EXERCISE OBJECTIVE. Carry the passage on affluence and obligation forward from its last sentence, keeping its reflective voice.

>> Start TEXT SHOWN

Beth at the blog Revolution From Home has a doozy of a question about which obligations are real and which only seem to be. She and her husband, with three of their four children, have moved to Mexico where he works on sustainable energy projects and she has begun a relationship with the Mayan women in a nearby village. The extremes of the three cultures she's now part of are pulling her apart. She writes:
My worldview — the foundation upon which I’ve built my thoughts, values and priorities — is in a vulnerable state of transformation. Illusions are dissolving quicker than they’re being replaced with anything half as easy, my comfort zones feel unwarranted, lavish and indulgent and the curtain of denial that once allowed for permissible passivity is now a tangled pile of weft threads at my feet. My daily life is steeped in a question I thought I had long since answered: What is truly worthwhile? [source]
She relates that villagers have no toilet paper yet "they never have to question whether what they’re doing is worthwhile" because it's essential for survival. This of course upends the notion of essentiality for someone from an affluent background - in fact it totally alters our sense of affluence - and demands that she/we reevaluate whether affluence and obligation are one in the same. "What" she asks, knowing what she does while standing in the surreal Candylandcape of a shopping mall, "does a healthy reaction look like?" Certainly the White Man's Burden isn't it. The "leaky bowl" of ODA is questionable at best because it is fundamentally undignified. Where is the model for personal action? Without the cognitive bridge of such a model, are we forced into dichotomies where one side must always be 'less than'?

>> End TEXT SHOWN
>> Start RECORD EXTRACTS

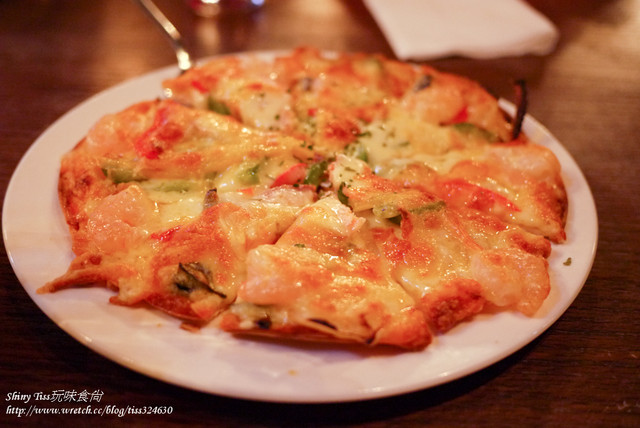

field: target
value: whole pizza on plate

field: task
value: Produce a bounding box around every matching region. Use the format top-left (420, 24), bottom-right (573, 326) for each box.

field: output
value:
top-left (39, 48), bottom-right (567, 349)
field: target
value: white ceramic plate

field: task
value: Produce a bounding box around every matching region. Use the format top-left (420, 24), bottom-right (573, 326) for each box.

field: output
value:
top-left (2, 54), bottom-right (598, 403)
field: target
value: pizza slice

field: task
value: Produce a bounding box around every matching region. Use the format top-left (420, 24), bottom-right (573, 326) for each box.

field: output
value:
top-left (330, 156), bottom-right (551, 331)
top-left (219, 194), bottom-right (431, 349)
top-left (39, 101), bottom-right (317, 321)
top-left (164, 48), bottom-right (568, 242)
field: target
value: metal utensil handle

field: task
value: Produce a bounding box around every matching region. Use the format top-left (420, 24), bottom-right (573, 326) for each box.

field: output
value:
top-left (136, 0), bottom-right (193, 73)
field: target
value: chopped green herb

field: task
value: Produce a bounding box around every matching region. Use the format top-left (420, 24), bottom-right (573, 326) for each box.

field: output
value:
top-left (304, 160), bottom-right (329, 186)
top-left (207, 96), bottom-right (231, 116)
top-left (238, 163), bottom-right (260, 184)
top-left (154, 180), bottom-right (194, 192)
top-left (451, 122), bottom-right (499, 143)
top-left (338, 183), bottom-right (349, 205)
top-left (409, 201), bottom-right (447, 215)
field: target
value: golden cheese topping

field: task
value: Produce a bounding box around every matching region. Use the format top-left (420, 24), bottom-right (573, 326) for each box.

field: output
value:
top-left (40, 49), bottom-right (567, 349)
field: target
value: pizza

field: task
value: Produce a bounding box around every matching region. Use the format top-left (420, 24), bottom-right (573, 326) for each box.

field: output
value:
top-left (39, 48), bottom-right (568, 350)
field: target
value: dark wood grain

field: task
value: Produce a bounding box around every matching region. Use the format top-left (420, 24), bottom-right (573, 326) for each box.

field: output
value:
top-left (0, 0), bottom-right (640, 427)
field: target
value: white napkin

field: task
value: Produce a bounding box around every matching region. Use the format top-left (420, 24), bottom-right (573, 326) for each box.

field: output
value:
top-left (364, 0), bottom-right (558, 60)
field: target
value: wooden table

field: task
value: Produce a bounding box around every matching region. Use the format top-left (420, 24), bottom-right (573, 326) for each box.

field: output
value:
top-left (0, 0), bottom-right (640, 427)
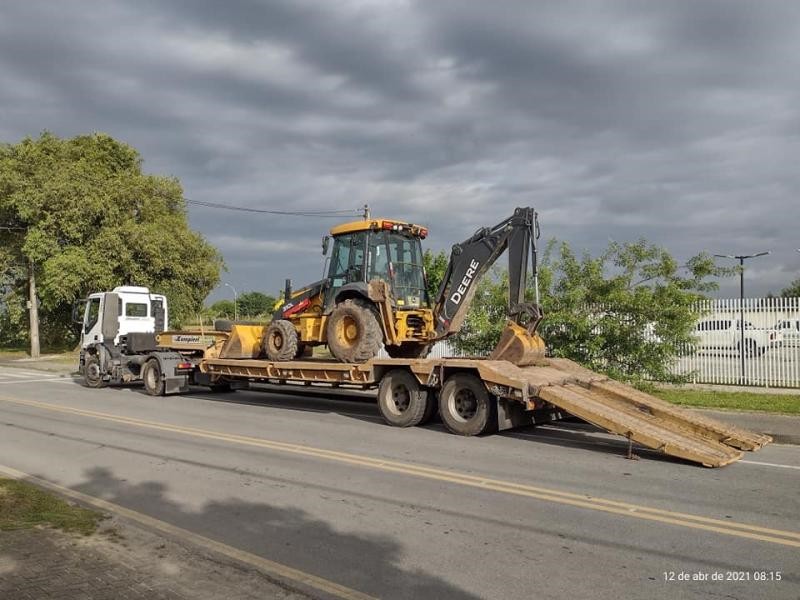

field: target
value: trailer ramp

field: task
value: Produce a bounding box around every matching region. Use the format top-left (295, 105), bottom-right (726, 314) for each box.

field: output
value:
top-left (506, 359), bottom-right (772, 467)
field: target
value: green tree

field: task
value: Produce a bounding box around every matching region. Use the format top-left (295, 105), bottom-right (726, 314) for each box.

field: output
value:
top-left (0, 133), bottom-right (223, 345)
top-left (204, 300), bottom-right (233, 319)
top-left (446, 240), bottom-right (732, 380)
top-left (781, 278), bottom-right (800, 298)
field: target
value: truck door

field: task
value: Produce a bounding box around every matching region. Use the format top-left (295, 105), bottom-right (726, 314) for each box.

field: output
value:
top-left (150, 298), bottom-right (167, 333)
top-left (81, 297), bottom-right (103, 348)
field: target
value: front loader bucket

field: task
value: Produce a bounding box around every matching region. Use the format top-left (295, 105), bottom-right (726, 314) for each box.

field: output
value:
top-left (489, 321), bottom-right (544, 367)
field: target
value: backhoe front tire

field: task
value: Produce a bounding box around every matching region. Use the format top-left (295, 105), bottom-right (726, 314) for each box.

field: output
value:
top-left (326, 298), bottom-right (383, 363)
top-left (378, 369), bottom-right (429, 427)
top-left (439, 373), bottom-right (497, 435)
top-left (263, 319), bottom-right (299, 362)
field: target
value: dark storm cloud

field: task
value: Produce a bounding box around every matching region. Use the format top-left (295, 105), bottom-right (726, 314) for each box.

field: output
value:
top-left (0, 0), bottom-right (800, 293)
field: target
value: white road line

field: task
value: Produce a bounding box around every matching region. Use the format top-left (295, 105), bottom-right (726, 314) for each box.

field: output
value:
top-left (0, 375), bottom-right (76, 386)
top-left (739, 460), bottom-right (800, 471)
top-left (0, 371), bottom-right (38, 379)
top-left (0, 369), bottom-right (56, 377)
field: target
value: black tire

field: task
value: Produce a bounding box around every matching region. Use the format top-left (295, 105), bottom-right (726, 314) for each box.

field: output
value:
top-left (142, 358), bottom-right (166, 396)
top-left (83, 354), bottom-right (108, 389)
top-left (378, 369), bottom-right (428, 427)
top-left (384, 342), bottom-right (433, 358)
top-left (214, 319), bottom-right (233, 331)
top-left (262, 319), bottom-right (300, 361)
top-left (325, 298), bottom-right (383, 363)
top-left (439, 373), bottom-right (497, 435)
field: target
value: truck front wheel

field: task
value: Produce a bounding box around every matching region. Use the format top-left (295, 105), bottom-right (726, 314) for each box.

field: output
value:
top-left (142, 359), bottom-right (165, 396)
top-left (83, 354), bottom-right (108, 388)
top-left (439, 373), bottom-right (497, 435)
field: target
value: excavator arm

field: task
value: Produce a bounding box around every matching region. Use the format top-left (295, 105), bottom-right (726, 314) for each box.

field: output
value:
top-left (433, 207), bottom-right (544, 366)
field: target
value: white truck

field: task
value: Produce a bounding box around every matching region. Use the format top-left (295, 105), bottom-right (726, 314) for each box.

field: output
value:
top-left (695, 318), bottom-right (782, 356)
top-left (72, 286), bottom-right (236, 393)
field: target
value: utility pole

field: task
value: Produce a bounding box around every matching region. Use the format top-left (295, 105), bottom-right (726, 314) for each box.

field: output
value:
top-left (28, 261), bottom-right (41, 358)
top-left (714, 250), bottom-right (771, 385)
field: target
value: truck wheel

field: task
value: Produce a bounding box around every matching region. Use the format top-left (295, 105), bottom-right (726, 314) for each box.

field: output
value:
top-left (439, 373), bottom-right (497, 435)
top-left (384, 342), bottom-right (433, 358)
top-left (378, 369), bottom-right (428, 427)
top-left (263, 319), bottom-right (298, 361)
top-left (326, 298), bottom-right (383, 363)
top-left (142, 359), bottom-right (164, 396)
top-left (83, 354), bottom-right (108, 388)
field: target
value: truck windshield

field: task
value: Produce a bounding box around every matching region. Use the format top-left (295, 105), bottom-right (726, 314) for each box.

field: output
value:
top-left (369, 231), bottom-right (430, 309)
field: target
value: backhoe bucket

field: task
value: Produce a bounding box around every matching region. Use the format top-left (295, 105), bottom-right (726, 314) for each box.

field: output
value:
top-left (489, 321), bottom-right (544, 367)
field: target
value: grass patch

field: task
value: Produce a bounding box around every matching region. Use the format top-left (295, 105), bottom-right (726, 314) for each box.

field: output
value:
top-left (648, 388), bottom-right (800, 415)
top-left (0, 478), bottom-right (104, 535)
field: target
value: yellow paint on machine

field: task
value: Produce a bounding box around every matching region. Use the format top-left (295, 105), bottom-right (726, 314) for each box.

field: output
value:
top-left (0, 397), bottom-right (800, 548)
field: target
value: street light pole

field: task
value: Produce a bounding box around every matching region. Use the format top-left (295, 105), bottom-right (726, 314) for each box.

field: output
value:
top-left (225, 283), bottom-right (239, 321)
top-left (714, 250), bottom-right (770, 385)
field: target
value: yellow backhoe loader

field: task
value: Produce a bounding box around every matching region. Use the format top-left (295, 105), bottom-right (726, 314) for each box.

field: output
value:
top-left (263, 208), bottom-right (544, 366)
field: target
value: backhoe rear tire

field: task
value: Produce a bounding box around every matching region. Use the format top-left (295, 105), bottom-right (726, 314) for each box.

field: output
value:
top-left (378, 369), bottom-right (428, 427)
top-left (439, 373), bottom-right (497, 435)
top-left (384, 342), bottom-right (433, 358)
top-left (326, 298), bottom-right (383, 363)
top-left (263, 319), bottom-right (299, 362)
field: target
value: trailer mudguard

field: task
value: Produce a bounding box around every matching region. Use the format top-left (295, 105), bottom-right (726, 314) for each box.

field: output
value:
top-left (150, 352), bottom-right (189, 396)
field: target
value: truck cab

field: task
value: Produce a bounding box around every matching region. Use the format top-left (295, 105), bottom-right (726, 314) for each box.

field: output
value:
top-left (76, 285), bottom-right (168, 349)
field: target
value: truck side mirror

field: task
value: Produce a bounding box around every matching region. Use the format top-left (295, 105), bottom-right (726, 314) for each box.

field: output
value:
top-left (72, 300), bottom-right (86, 325)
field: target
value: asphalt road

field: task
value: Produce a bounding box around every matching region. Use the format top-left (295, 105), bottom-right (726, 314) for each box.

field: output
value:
top-left (0, 367), bottom-right (800, 599)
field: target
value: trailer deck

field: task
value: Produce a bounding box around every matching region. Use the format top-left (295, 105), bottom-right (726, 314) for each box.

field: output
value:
top-left (200, 358), bottom-right (772, 467)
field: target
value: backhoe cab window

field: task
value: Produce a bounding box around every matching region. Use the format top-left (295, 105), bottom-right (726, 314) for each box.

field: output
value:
top-left (326, 232), bottom-right (366, 305)
top-left (369, 231), bottom-right (430, 308)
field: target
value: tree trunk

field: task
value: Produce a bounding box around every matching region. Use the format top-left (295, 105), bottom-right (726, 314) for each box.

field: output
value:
top-left (28, 262), bottom-right (40, 358)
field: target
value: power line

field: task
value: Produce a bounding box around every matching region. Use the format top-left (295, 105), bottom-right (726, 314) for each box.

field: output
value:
top-left (185, 198), bottom-right (361, 218)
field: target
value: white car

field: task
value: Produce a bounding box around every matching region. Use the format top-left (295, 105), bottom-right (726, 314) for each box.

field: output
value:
top-left (773, 319), bottom-right (800, 346)
top-left (695, 319), bottom-right (782, 356)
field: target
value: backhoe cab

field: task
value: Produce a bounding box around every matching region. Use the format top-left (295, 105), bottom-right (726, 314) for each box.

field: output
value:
top-left (262, 207), bottom-right (544, 366)
top-left (263, 219), bottom-right (436, 362)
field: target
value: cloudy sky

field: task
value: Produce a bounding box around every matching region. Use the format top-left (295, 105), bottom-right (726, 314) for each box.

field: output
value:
top-left (0, 0), bottom-right (800, 298)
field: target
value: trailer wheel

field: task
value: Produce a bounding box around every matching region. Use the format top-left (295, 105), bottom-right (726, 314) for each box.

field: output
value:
top-left (378, 369), bottom-right (429, 427)
top-left (142, 358), bottom-right (165, 396)
top-left (83, 354), bottom-right (108, 388)
top-left (263, 319), bottom-right (298, 361)
top-left (439, 373), bottom-right (497, 435)
top-left (326, 298), bottom-right (383, 363)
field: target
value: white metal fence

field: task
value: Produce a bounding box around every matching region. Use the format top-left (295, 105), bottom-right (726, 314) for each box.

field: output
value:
top-left (384, 298), bottom-right (800, 388)
top-left (671, 298), bottom-right (800, 387)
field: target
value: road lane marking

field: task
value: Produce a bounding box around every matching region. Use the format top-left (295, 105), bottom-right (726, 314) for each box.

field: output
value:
top-left (739, 460), bottom-right (800, 471)
top-left (0, 465), bottom-right (375, 600)
top-left (0, 396), bottom-right (800, 548)
top-left (0, 377), bottom-right (76, 386)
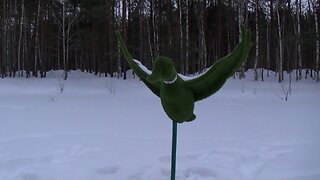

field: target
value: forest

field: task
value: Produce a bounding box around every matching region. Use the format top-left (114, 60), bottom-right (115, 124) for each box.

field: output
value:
top-left (0, 0), bottom-right (320, 82)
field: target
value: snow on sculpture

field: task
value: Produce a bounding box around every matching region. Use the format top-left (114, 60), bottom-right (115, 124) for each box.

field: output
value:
top-left (116, 28), bottom-right (252, 180)
top-left (116, 29), bottom-right (252, 123)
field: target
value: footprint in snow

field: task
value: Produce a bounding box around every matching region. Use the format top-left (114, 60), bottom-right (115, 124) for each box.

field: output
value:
top-left (96, 166), bottom-right (119, 175)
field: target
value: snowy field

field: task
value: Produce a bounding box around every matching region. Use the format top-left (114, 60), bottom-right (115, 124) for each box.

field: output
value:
top-left (0, 72), bottom-right (320, 180)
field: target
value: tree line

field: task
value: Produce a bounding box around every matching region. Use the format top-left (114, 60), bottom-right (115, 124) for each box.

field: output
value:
top-left (0, 0), bottom-right (320, 82)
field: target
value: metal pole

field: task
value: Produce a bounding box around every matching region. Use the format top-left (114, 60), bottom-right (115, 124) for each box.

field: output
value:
top-left (171, 121), bottom-right (177, 180)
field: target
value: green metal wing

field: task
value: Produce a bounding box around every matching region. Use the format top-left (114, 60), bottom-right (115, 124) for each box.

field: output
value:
top-left (115, 31), bottom-right (160, 97)
top-left (185, 28), bottom-right (252, 101)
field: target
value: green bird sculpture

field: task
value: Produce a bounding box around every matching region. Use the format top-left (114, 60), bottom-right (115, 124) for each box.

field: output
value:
top-left (116, 28), bottom-right (252, 123)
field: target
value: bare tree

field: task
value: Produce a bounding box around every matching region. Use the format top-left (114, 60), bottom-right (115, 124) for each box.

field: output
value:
top-left (53, 0), bottom-right (78, 80)
top-left (254, 0), bottom-right (259, 81)
top-left (311, 0), bottom-right (320, 81)
top-left (17, 0), bottom-right (25, 77)
top-left (185, 0), bottom-right (189, 73)
top-left (296, 0), bottom-right (302, 80)
top-left (276, 1), bottom-right (283, 82)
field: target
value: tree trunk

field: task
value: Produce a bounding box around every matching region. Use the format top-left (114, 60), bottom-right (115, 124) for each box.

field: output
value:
top-left (311, 0), bottom-right (320, 82)
top-left (276, 1), bottom-right (283, 82)
top-left (254, 0), bottom-right (259, 81)
top-left (296, 0), bottom-right (302, 80)
top-left (185, 0), bottom-right (189, 73)
top-left (178, 0), bottom-right (185, 74)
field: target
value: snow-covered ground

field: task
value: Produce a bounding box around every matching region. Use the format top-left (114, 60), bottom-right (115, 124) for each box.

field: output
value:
top-left (0, 71), bottom-right (320, 180)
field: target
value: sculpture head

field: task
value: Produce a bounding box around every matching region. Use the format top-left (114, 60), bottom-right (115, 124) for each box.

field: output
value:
top-left (148, 56), bottom-right (177, 82)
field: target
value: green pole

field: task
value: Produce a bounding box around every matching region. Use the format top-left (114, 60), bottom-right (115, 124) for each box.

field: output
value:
top-left (171, 121), bottom-right (177, 180)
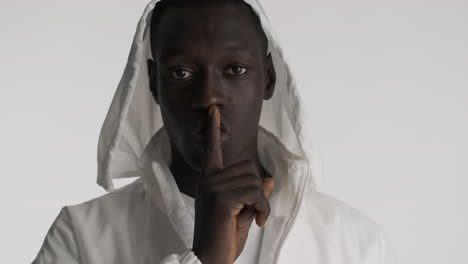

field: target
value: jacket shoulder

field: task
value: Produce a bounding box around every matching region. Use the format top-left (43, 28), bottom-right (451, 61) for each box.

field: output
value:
top-left (304, 190), bottom-right (383, 241)
top-left (65, 179), bottom-right (145, 225)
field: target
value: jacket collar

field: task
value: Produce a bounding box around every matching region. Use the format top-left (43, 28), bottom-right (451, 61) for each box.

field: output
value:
top-left (138, 126), bottom-right (308, 263)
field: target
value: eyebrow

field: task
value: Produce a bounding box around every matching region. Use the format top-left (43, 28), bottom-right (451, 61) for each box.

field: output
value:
top-left (160, 44), bottom-right (254, 62)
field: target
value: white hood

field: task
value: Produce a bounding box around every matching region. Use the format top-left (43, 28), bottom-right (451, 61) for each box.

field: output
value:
top-left (97, 0), bottom-right (320, 196)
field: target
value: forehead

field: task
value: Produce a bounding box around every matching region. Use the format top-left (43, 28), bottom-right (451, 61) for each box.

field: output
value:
top-left (152, 3), bottom-right (261, 59)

>> End RECORD EXTRACTS

REPLY TO THE EXERCISE.
Peggy Emch blogs from the hip. Her perspectives are not mainstream and she's good with that. In keeping with our leitmotif, this week it was NatGeo that brought her to ask, what is simple and what is deprivation?  What is primal and what is primitive? I like how busy the comments section has been; one reader pithily observed:
a professed craving for more minimalism is often just the desire for tidier clutter
I understand Peggy's dilemma about wanting a more fundamental life but being unable to imagine giving up the intellectual stimulation that technology allows. Is community as we know it in the digital age essential for quality of life? What is real and what is chaff? What is worth living for? How much of that answer can we choose, and how much is the mystical "human condition"?

Once you've purged the clutter, gotten back to basics, then geared up to be more basic yet (grey water system and a grain mill, anyone?), made an off-grid emergency plan, and started making camping the only holiday mode for your family*, are you living a more examined life or just giving yourself a gold star for hardcoreness? Conversely, can you have a two-job, two-commute, fully-wired life and know that your choices are all moving you towards the you you want to be? Where's the threshold?

How do YOU decide what's valuable enough to steer by?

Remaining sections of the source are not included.